Your task: Output each record verbatim, with pictures left out.

Material supplied:
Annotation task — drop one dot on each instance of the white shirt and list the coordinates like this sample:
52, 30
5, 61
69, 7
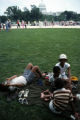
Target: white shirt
18, 80
64, 68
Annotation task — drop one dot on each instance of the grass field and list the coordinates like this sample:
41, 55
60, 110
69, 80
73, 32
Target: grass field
41, 47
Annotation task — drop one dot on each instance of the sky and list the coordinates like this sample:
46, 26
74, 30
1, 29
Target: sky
51, 5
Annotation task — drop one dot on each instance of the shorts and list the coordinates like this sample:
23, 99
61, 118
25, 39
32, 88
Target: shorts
29, 75
53, 109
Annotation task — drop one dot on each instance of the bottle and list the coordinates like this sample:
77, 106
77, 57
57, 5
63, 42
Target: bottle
72, 117
78, 96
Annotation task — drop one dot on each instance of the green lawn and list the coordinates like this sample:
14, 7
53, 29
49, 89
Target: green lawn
40, 47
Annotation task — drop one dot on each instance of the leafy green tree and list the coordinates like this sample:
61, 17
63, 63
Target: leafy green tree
35, 13
13, 13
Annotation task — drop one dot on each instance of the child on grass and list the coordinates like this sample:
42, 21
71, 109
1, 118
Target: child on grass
64, 67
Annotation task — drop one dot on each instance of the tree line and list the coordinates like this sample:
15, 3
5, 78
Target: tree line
14, 13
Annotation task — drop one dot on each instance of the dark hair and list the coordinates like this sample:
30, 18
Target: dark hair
59, 83
56, 69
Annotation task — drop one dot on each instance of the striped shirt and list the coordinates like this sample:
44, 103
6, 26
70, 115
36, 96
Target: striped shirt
62, 97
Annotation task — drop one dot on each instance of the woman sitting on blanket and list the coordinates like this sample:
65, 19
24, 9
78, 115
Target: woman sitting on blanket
60, 99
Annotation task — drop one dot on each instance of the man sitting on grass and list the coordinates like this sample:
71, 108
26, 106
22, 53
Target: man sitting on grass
61, 98
17, 81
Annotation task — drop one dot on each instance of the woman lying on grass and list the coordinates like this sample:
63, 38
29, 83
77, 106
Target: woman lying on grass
60, 99
17, 81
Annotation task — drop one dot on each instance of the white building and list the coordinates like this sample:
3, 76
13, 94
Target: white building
42, 7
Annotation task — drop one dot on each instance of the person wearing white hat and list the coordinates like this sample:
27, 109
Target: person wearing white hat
64, 67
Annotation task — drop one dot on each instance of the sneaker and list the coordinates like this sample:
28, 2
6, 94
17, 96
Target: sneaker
26, 92
21, 93
20, 100
25, 101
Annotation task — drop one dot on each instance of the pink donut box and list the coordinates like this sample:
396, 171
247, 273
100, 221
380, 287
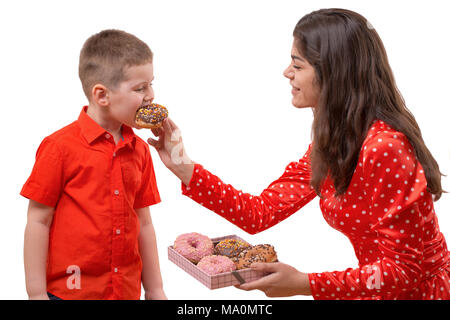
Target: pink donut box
219, 280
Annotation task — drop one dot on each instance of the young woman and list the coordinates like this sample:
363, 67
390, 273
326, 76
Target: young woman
367, 162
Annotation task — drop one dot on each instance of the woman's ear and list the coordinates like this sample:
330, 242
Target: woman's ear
100, 95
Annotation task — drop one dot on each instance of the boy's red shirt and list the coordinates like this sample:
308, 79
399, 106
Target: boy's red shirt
95, 187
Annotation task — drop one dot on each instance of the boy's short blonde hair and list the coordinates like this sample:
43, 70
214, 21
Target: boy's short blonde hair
105, 56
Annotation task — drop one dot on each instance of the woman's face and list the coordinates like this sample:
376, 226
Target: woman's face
305, 91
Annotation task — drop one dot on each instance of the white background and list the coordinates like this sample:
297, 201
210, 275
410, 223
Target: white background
218, 68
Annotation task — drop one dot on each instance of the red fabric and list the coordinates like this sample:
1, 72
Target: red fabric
387, 214
95, 187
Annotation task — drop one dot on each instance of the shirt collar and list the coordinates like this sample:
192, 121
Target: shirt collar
91, 130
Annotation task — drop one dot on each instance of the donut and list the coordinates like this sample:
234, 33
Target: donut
215, 264
151, 116
258, 253
193, 246
231, 248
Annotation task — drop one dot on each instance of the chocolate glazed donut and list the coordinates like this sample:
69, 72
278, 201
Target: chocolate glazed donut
151, 116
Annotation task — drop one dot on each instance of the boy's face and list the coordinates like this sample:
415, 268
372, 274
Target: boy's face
135, 91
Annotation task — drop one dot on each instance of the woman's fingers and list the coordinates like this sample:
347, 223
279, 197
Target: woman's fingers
154, 143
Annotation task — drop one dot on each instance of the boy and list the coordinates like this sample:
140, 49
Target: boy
89, 233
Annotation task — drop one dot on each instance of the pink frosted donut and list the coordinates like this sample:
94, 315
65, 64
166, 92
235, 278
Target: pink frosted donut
216, 264
193, 246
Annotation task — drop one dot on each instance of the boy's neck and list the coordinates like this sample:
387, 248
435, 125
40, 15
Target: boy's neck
102, 119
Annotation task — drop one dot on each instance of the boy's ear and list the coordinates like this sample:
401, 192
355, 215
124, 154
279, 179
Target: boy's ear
100, 95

Output for this exercise:
Annotation task — drop one dot on each instance of the white shirt and list the coordinates like this sample:
52, 30
5, 61
69, 7
Target: white shirt
18, 80
64, 68
Annotation task — drop one dot on each instance of the grass field and list the coordinates like this sample:
41, 55
60, 110
69, 80
73, 32
Target: grass field
41, 47
Annotation task — drop one dot on each instance of the sky and list the coordinates like this sample:
46, 26
74, 30
1, 29
Target: sky
51, 5
Annotation task — drop one dot on each instance of the shorts and list the coordinates like this sample:
23, 99
61, 118
25, 39
32, 88
Target: shorts
29, 75
53, 109
Annotation task — drop one dot on each instance of the bottle and list the coordinates like this sample:
77, 106
77, 57
57, 5
63, 42
Target: bottle
72, 117
78, 96
Annotation task — drop one dot on each instance of the green lawn and list the coordinates like this sample:
14, 7
53, 29
49, 89
Target: green lawn
40, 47
Annotation task — drop one dot on each instance of the leafy green tree and list the coordinates like this sample:
61, 17
63, 63
Target: leafy green tree
35, 13
13, 13
Annotation task — drop one dot on each instance of the child on grass and list the coordinates like this sample:
42, 21
71, 109
1, 118
Target: child on grass
64, 67
Annotation task — drop one dot on each instance of the tree line and list the coordinates like this sample:
15, 3
5, 78
Target: tree line
14, 13
Annotation task — drop one dot on each instance of the dark hair and list the coordinates like this sample:
30, 18
Target: dark hair
59, 83
56, 69
Annotation task — drop one dot on each instance of the striped shirt and list the coordinates like this sample:
44, 103
6, 26
70, 115
36, 96
Target: striped shirt
62, 97
Annotation task — drop one dot on each instance of the woman sitting on blanket and list the coordinates like this sample:
65, 19
24, 9
78, 115
Target: woman sitting on blanket
60, 99
Annotation task — drop one dot on each instance of the man sitting on grass and list the coordinates like this sample:
71, 108
26, 106
22, 53
Target: man sitting on grass
61, 98
17, 81
Annotation task — drop one dot on each instance of the woman lying on grass and list the coordinates like this sample:
63, 38
29, 83
77, 106
Target: woman lying on grass
60, 99
17, 81
Annotation task — drop one dot on each instance of the white building and list the coordinates like this sample:
3, 76
13, 94
Target: white building
42, 7
Annotation task — drop one dot on each instance of the person wearing white hat and list the coordinates like this sample:
27, 109
Target: person wearing white hat
64, 67
Annotation task — drop one dot on each instance of the sneaker and list the coordinates like this sample:
28, 2
6, 94
17, 96
Target: sneaker
26, 92
21, 93
20, 100
25, 101
Annotation task — drop one dot on each instance of the pink donut box and list the coordinates like this sample:
396, 171
247, 273
100, 221
380, 287
Target: pink donut box
219, 280
Annotation task — drop one dot on each instance of the young woman and list the coordinates like this sample:
363, 67
390, 273
326, 76
Target: young woman
367, 162
Annotation task — drop one dot on each instance of the woman's ear and list the coordinates like this sample:
330, 242
Target: woman's ear
100, 95
Annotation task — drop one dot on each instance of the boy's red shirt and list the coordinates like this sample:
308, 79
399, 106
Target: boy's red shirt
95, 187
Annotation task — drop one dot on each instance of the boy's short blonde hair and list the coordinates like this sample:
43, 70
214, 21
Target: boy's short blonde hair
105, 56
Annotation task — drop one dot on each instance of the woman's face and list the coordinates like this sample:
376, 226
Target: woman's face
305, 91
Annotation task — drop one dot on each instance of the white background and list the coordinates like this sample:
297, 201
210, 275
410, 223
Target: white background
218, 68
Annotation task — drop one dot on each instance of the red fabric and list the coordinates like this sample:
1, 72
Target: red fabric
387, 214
95, 187
Annotation task — drop one dot on each instance of the shirt collar and list the coordinates like this sample:
192, 121
Target: shirt collar
91, 130
Annotation task — drop one dot on each instance of the donut and list the coordinates like this sample:
234, 33
Target: donut
215, 264
151, 116
258, 253
193, 246
231, 248
Annotation task — drop one dot on each instance of the chocolate glazed donut and list the coordinates like this sample:
69, 72
278, 201
Target: chocolate glazed donut
151, 116
Annotation task — drop one dot on each instance of the boy's face and list the coordinates like this sample:
415, 268
372, 274
Target: boy's face
135, 91
Annotation task — drop one dot on each instance of the woman's fingers and list the coordinates like this sample:
347, 223
279, 197
Target: woman's fingers
154, 143
Annotation task — drop one dot on each instance of the boy and list the coordinates like this sample:
140, 49
Target: boy
89, 233
Annotation task — drop one dot on each instance of the pink frosted donut and list the coordinates like this sample:
94, 315
65, 64
166, 92
235, 278
Target: pink frosted donut
216, 264
193, 246
Annotation task — drop one dot on each instance of the boy's neck and list the coordinates like this sample:
387, 248
435, 125
40, 15
Target: boy's neck
102, 119
Annotation task — drop one dot on each instance of the boy's ear and list the coordinates like this sample:
401, 192
355, 215
124, 154
279, 179
Target: boy's ear
100, 95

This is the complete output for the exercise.